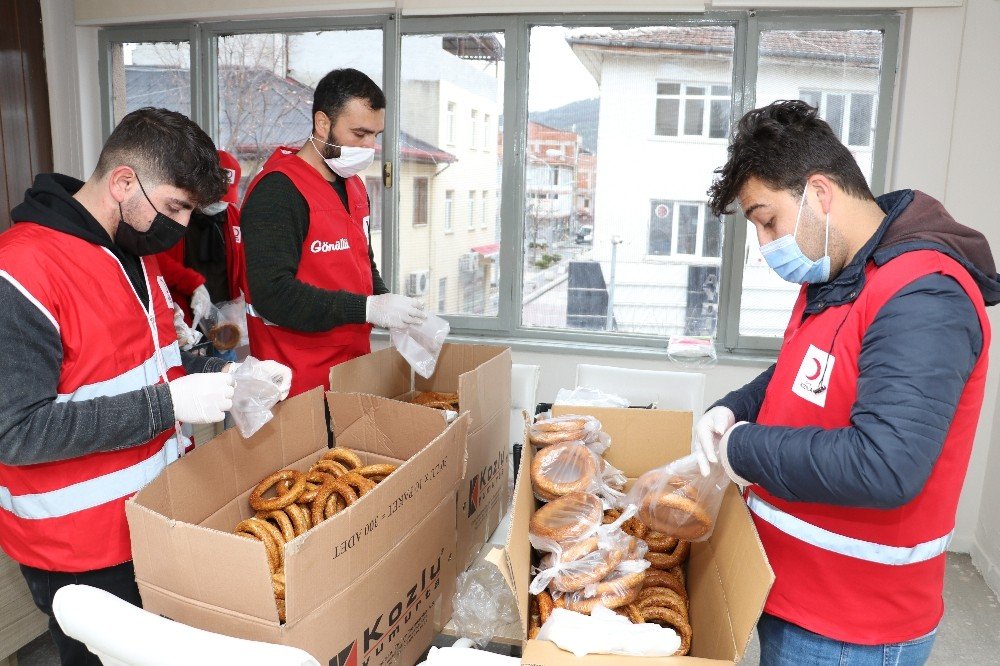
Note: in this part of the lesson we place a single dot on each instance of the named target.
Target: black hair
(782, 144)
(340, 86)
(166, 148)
# # # # # # #
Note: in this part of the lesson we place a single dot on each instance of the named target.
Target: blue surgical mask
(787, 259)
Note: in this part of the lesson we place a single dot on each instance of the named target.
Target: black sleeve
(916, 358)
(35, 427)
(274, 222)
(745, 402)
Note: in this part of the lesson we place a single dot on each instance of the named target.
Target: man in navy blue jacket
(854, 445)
# # # # # # #
**Your objective**
Show every line in the listing above that contains the string "blue". Case counts.

**Reply to the task**
Target: blue surgical mask
Target: man in navy blue jacket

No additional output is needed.